#### Halaman

BAB I
PENDAHULUAN


Abu Hamid Muhammad Ibn Muhammad Al Ghazali Ath Thusi merupakan nama lengkap  dari Al Ghazali sebagai panggilannya atau Abu Hamid Al Ghazali. Ia adalah seorang Persia asli yang dilahirkan pada tahun 450 H/1058 M di Thus (sekarang dekat Mashed) sebuah kota kecil di Khurasan (sekarang bernama Iran). Dalam ilmu tasawuf, Al Ghazali sangat berperan penting.
Dari latar belakang diatas inilah penulis akan membahas makalah yang berjudul tentang Tasawuf yang dikembangkan oleh Muhammad Ibn Muhammad Al Ghazali dari biografi beliau lahir sampai dengan karya-karyanya serta cara pandangnya tentang akal dan lain sebagainya secara terinci agar mudah untuk dimengerti dan mudah untuk dipahami kita semua.


BAB II
PEMBAHASAN
TASAWUF YANG DIKEMBANGKAN MUHAMMAD IBN MUHAMMAD AL-GHAZALI



A.    RIWAYAT HIDUP AL-GHAZALI
Muhammad bin Muhammad bin Muhammad bin Ahmad Abu Hamid Al Ghazali dilahirkan di Thus, suatu Kota di Khurasan pada tahun 450 M. Ayahnya seorang pekerja pembuat pakaian dari bulu (wol) dan menjualnya di pasar. Pada masa kecilnya, ia mempelajari ilmu fiqih di negerinya sendiri pada Syaekh Ahmad bin Muhammad Ar Rasikani, kemudian belajar pada Imam Abi Nasar Al Ismaili di Negeri Jurjan. Setelah mempelajari beberapa ilmu di negerinya, maka ia berangkat ke Nishabur dan belajar pada Imam Al Haromain.[1]
Pada tahun 488 H. Al Ghazali pergi ke Mekkah untuk menunaikan kewajiban rukun Islam yang kelima. Setelah selesai mengerjakan haji, ia terus pergi ke Syria (Syam) untuk mengunjungi Baitul Maqdis, kemudian melanjutkan perjalanannya  ke Damaskus dan menetap untuk beberapa lama. Pada saat itulah ia sempat mengarang kitab yang berjudul Ihya Ulumuddin. Al Ghazali tinggal di Damaskus kurang lebih 10 tahun.[2]
Setelah penulisan ihya ulumuddin selesai, ia kembali ke Baghdad, kemudian mengadakan majelis pengajaran dan menerangkan isi dan maksud dari kitabnya itiu. Teori karena ada desakan dari penguasa yaitu Muhammad penguasa waktu itu. Al Ghazali diminta kembali ke Naisabur dan mengajar di perguruan Nizamiyah.

########

■ **Yang Perlu Dikerjakan**:
A – Terjemahkan kalimat "Ayahnya seorang pekerja pembuat pakaian dari bulu (wol) dan menjualnya di pasar." dari makalah tentang Al Ghazali ke dalam bahasa Inggris.
B – Menurut makalah tentang Al Ghazali, berapa lama Al Ghazali tinggal di Damaskus?
C – Lanjutkan makalah tentang Al Ghazali mulai dari kalimat terakhirnya.

#### Kutipan Materi

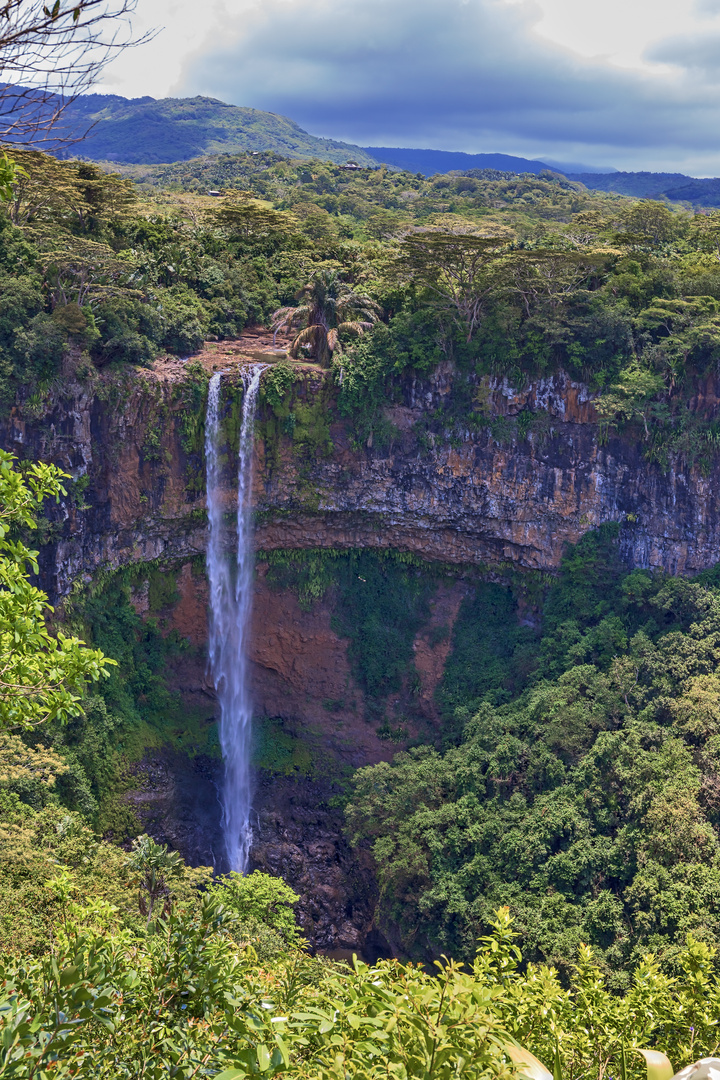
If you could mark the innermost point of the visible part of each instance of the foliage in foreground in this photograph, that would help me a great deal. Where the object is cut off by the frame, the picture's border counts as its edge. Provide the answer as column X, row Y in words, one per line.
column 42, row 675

########
#### Kutipan Materi

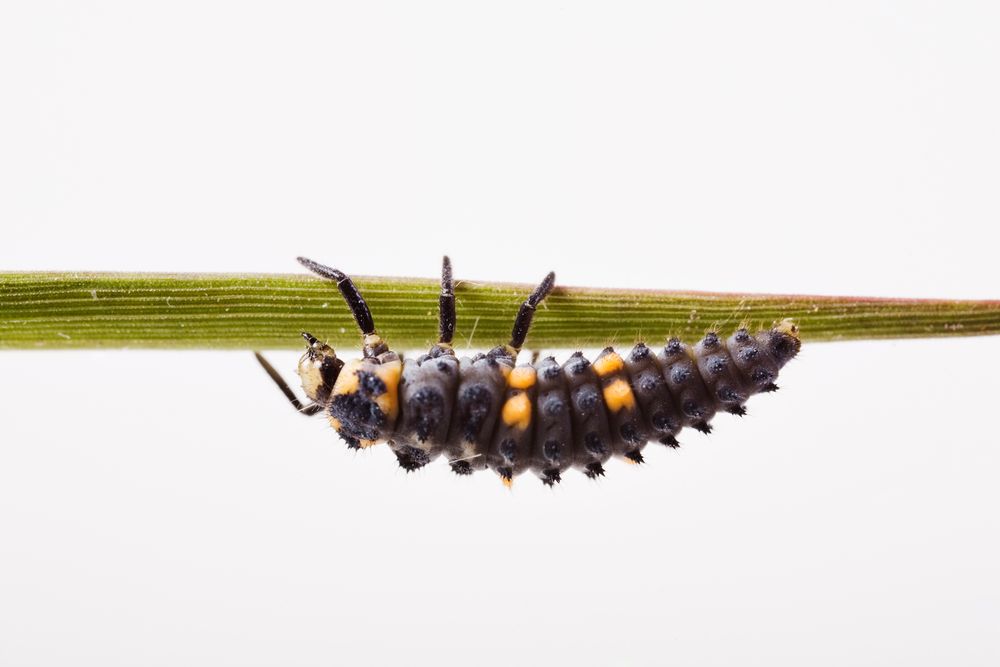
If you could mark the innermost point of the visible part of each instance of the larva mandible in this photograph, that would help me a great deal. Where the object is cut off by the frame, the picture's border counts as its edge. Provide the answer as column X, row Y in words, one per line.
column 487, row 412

########

■ **Jawaban Berurutan**:
A – His father was a worker who made clothing from wool and sold it at the market.

B – Kurang lebih 10 tahun.

C –
B.     KARYA-KARYA AL GHAZALI
Karangan imam Al Ghazali berjumlah kurang lebih 100 buah. Karangan-karangannya meliputi berbagai macam lapangan ilmu pengetahuan, seperti ilmu kalam (theologi Islam), fiqih (hukum Islam), tasawuf, akhlak, dan autobiografi. Sebagian besar dari karangannya adalah berbahasa Arab, dan sebagian lagi berbahasa Parsi. Diantara karangannya yang banyak itu ada beberapa kitab yang kurang mendapat perhatian di kalangan ulama Indonesia. Namun sangat terkenal di Negeri Barat yaitu di antaranya buku yang menyebabkan polemik diantara ahli filsafat, buku itu adalah Maqashidul Falasifah, dan Kitab Tahafut Al Falasifah.[3]
Karanganya yang lain yaitu Al Munqidz min Ad Dhalal (penyelamat dan kesesatan) berisi sejarah perkembangan alam pikiran dan mencerminkan sikapnya yang terakhir terhadap beberapa macam ilmu, serta jalan untuk mencapai Tuhan.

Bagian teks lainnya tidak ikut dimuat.